:: Text segment

Files 701 and 702 are instances of different timed text metadata documents, referenced in track elements and including time information.

File 701 is a WebVTT file while file 702 is a W3C Timed Text file.

The elements within those files are considered of equivalent format and can therefore be stored in database 303 of the metadata multiplexing encoder 300.

Database 303 is organized so that it not only provides registered formats, but also sets of equivalence between some registered formats.

Once step 403 is over, during step 404, a set of formats that are equivalent to the current one are identified. This step is also performed by track type identifier 302.

The corresponding metadata element is then put in the appropriate set, i.e. the set containing metadata element of equivalent format.

Track type identifier 302 does so by storing the metadata elements sets 104 thus identified in a temporary memory buffer 304.

Once all <video> elements and <track> elements have been processed (steps 401 and 402 returning false), a metadata element (track) classification is obtained.

It has to be noted that when multiple videos are present in HTML5 page 10, classification as described hereinbefore is performed for one video at a time.

Indeed, in order to preserve the association between one video and its tracks, equivalent metadata elements of two different videos will not be classified in the same set.

In such case, the metadata elements sets will be stored annotated with a video ID, for instance within memory buffer 304.

At the end of identifying step 200, multiplexing step 201 may start.

A purpose of multiplexing step 201 is to map the elements from the metadata documents onto an abstract representation format that defines timed metadata frames.

Such an abstract format may be made up of a header indicating the number of multiplexed elements with their formats.

In addition, the said format would include a list of <frame> elements containing timing information, such as the t_start and t_end attributes to indicate the period of time onto which the metadata elements are relevant.

An example of such a header is shown on FIG. 7 through header 700.

Considering the elements contained within files 701 and 702 are of equivalent format, they may be mapped onto abstract syntax or header 700.

FIG. 5 describes the sub-steps of multiplexing (or mapping) step 201. Such a step is performed by metadata element mapper 306 of metadata multiplexing encoder 300.

It is meant to multiplex elements of common time information.

The first sub-step 501 consists in obtaining different sets of classified metadata elements. For metadata element mapper 306, they are obtained from the memory buffer 304.

::::
:: Material shown

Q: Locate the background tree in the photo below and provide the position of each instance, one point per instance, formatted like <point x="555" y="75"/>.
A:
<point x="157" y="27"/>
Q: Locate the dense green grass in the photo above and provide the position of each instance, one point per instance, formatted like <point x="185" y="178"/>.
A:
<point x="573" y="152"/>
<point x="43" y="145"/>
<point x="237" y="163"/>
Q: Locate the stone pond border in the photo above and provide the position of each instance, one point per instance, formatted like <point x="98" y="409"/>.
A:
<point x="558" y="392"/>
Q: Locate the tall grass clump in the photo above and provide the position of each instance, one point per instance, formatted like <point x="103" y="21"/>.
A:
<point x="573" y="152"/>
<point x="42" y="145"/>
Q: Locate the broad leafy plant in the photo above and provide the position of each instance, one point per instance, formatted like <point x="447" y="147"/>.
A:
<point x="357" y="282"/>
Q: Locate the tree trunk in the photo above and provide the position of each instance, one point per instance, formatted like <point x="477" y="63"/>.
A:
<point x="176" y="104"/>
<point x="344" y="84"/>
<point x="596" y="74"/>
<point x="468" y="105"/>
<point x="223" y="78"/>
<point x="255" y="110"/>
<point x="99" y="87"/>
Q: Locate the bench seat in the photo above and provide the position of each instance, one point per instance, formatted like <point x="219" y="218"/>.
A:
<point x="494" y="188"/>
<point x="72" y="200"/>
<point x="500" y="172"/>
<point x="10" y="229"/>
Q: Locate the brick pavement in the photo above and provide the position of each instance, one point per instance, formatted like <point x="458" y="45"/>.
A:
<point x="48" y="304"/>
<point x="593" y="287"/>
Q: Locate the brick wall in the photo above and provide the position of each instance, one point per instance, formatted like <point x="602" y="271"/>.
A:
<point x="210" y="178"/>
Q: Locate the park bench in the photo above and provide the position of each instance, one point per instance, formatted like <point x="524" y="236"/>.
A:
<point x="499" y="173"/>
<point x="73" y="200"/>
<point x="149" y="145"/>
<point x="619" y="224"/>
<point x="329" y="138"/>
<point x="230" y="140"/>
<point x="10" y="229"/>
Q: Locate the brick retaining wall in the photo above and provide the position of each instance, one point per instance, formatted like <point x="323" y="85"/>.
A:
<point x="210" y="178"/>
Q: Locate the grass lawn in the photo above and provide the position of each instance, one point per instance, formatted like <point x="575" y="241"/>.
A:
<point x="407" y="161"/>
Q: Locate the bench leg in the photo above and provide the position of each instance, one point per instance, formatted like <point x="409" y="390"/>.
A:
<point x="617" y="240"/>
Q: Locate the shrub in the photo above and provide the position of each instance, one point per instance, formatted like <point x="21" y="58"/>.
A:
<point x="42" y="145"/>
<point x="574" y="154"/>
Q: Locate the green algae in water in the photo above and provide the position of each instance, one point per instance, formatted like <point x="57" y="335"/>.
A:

::::

-- Actions to take --
a) Summarize the passage on timed metadata classification and multiplexing in two sentences.
b) From the passage on timed metadata classification and multiplexing, list every step or sub-step number it mentions.
c) Extend the passage on timed metadata multiplexing past its final sentence.

-- Responses per task --
a) Track type identifier 302 places metadata elements, such as those in WebVTT file 701 and W3C Timed Text file 702, into sets of equivalent format and stores those sets in memory buffer 304, processing one video at a time. Metadata element mapper 306 then performs multiplexing step 201, which maps the elements onto an abstract format of timed metadata frames and begins with sub-step 501, obtaining the classified sets from memory buffer 304.

b)
- 200 (identifying step)
- 201 (multiplexing step)
- 401
- 402
- 403
- 404
- 501 (sub-step)

c)
For each metadata element (track) in the set, a dedicated parser is allocated from a set of registered standard format parsers 305 during sub-step 502.

In parallel with sub-step 502, parsing starts for each metadata element of the current set by parsing the first start time information at step 503.

In addition, during sub-step 504, parsing the first end time information for the first timed items in the different elements is performed, such as the <p> item in Timed Text element 702 and the item 1 in WebVTT element 701 (on FIG. 7).

Sub-step 505 corresponds to testing whether the metadata multiplexing encoder is configured to optimize compression or to synchronize with precision. In other words, sub-step 505 tests for so-called “lax” or “strict” synchronization.

Depending on the result of this test, the mapping of the metadata elements onto a representation format, i.e. the computation (creation) of abstract frame elements is done respectively according to the appropriate algorithm.

Should the encoder be best configured for compression (“lax” synchronization), step 506, corresponding to the creation of abstract frame elements with the union of intersecting time intervals, is performed.

Conversely, should the encoder be best configured for precise synchronization, step 507, corresponding to the creation of abstract frame elements for each intersecting time interval, is performed.

Regardless of which of these two steps is taken, the creation of an abstract frame element consists in appending a <frame> element in the temporary abstract element resulting from the multiplexing.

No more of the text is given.